**Written request**
Please retype the passage on Gloria Steinem's review of The Hours in full, keeping every word and punctuation mark unchanged.

Review of "The Hours"Drawing upon her important career
as a critic of social stereotypes, Gloria Steinem recently wrote one of
the most perceptive reviews of The Hours, a movie based upon the novel
by Michael Cunningham. The movie entwines three women's lives, including
one fictionalized day in the life of Virginia Woolf - the day she began
writing her novel Mrs. Dalloway.
Gloria Steinem. "Self-discovery:
a noble journey": Los Angeles Times, January 12, 2003.
Every once in a while, there is
a movie that is not just an escape from life, but an insight into it.
At first glance, The Hours, a screen version of Michael Cunningham's Pulitzer
Prize-winning novel, isn't one of them.
Its three major characters, women
of different eras whose lives on one day are interwoven in this film,
seem too distant from us. There is Virginia Woolf, struggling against
bouts of black depression to begin her great novel, Mrs. Dalloway, also
the story of one day in a woman's life. There is Laura Brown, a 1950's
housewife suffering a kind of soul death in a California suburb where
even her reading of Mrs. Dalloway - or any book - is remarked upon. And
there is Clarissa Vaughan, a professional woman living in present day
Manhattan with her college-age daughter, her woman lover, and her care-taking
duties for a former lover, now dying of AIDs, for whom she is planning
a Mrs. Dalloway-style dinner party.
But as each of these lives unfolds
in the darkened theater, any feeling of distance melts away. For one thing,
the interior life of each woman is revealed with such reality that we
become as hooked on its suspense as we would in any action film; a rare
success in this visual medium. For another, we witness moments of such
concentrated meaning that, if you poured water on them, each one would
become a novel.

**Material provided**
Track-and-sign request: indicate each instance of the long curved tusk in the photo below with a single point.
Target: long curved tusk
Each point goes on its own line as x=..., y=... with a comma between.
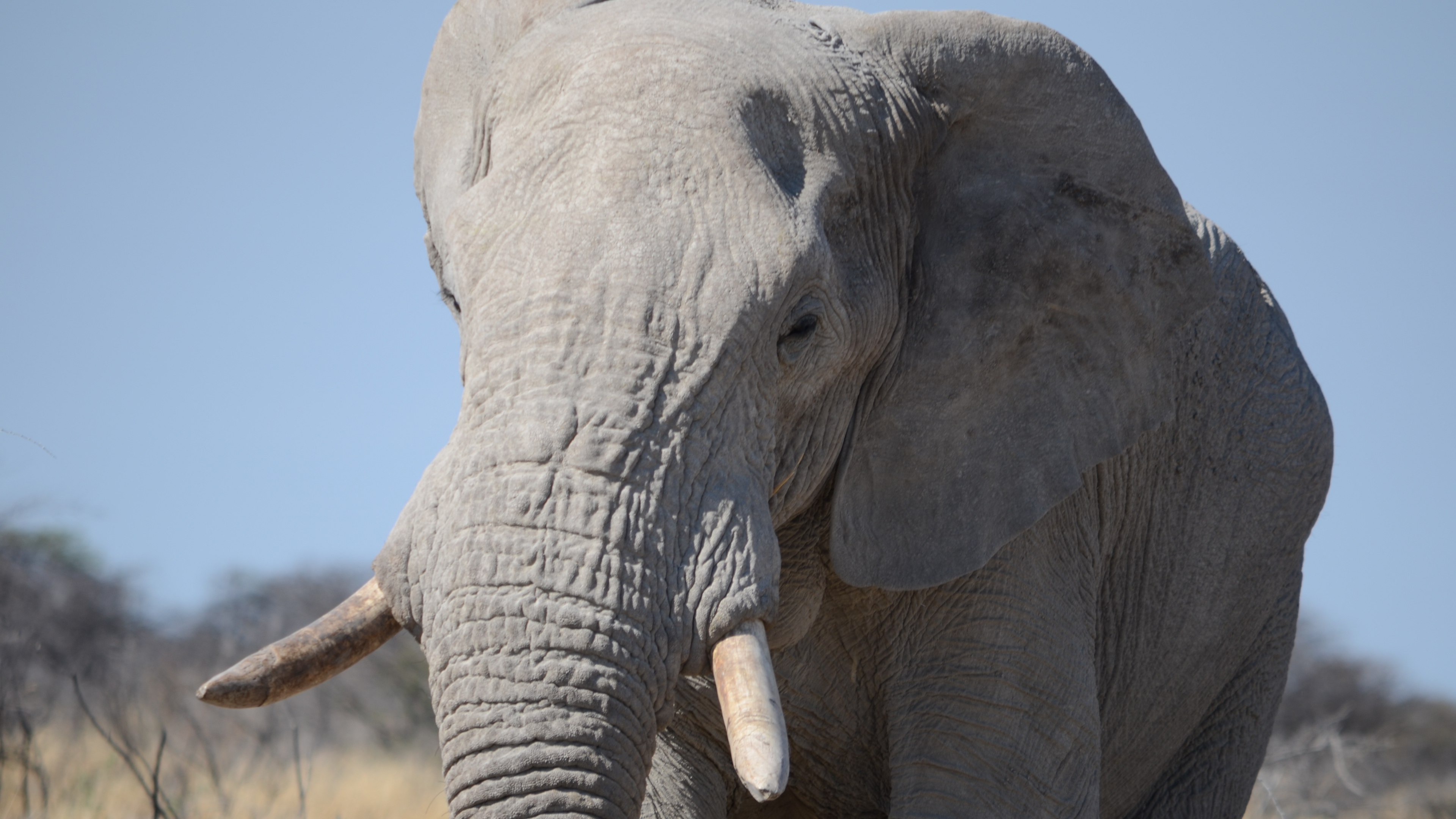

**Answer to the task**
Review of "The Hours"Drawing upon her important career
as a critic of social stereotypes, Gloria Steinem recently wrote one of
the most perceptive reviews of The Hours, a movie based upon the novel
by Michael Cunningham. The movie entwines three women's lives, including
one fictionalized day in the life of Virginia Woolf - the day she began
writing her novel Mrs. Dalloway.
Gloria Steinem. "Self-discovery:
a noble journey": Los Angeles Times, January 12, 2003.
Every once in a while, there is
a movie that is not just an escape from life, but an insight into it.
At first glance, The Hours, a screen version of Michael Cunningham's Pulitzer
Prize-winning novel, isn't one of them.
Its three major characters, women
of different eras whose lives on one day are interwoven in this film,
seem too distant from us. There is Virginia Woolf, struggling against
bouts of black depression to begin her great novel, Mrs. Dalloway, also
the story of one day in a woman's life. There is Laura Brown, a 1950's
housewife suffering a kind of soul death in a California suburb where
even her reading of Mrs. Dalloway - or any book - is remarked upon. And
there is Clarissa Vaughan, a professional woman living in present day
Manhattan with her college-age daughter, her woman lover, and her care-taking
duties for a former lover, now dying of AIDs, for whom she is planning
a Mrs. Dalloway-style dinner party.
But as each of these lives unfolds
in the darkened theater, any feeling of distance melts away. For one thing,
the interior life of each woman is revealed with such reality that we
become as hooked on its suspense as we would in any action film; a rare
success in this visual medium. For another, we witness moments of such
concentrated meaning that, if you poured water on them, each one would
become a novel.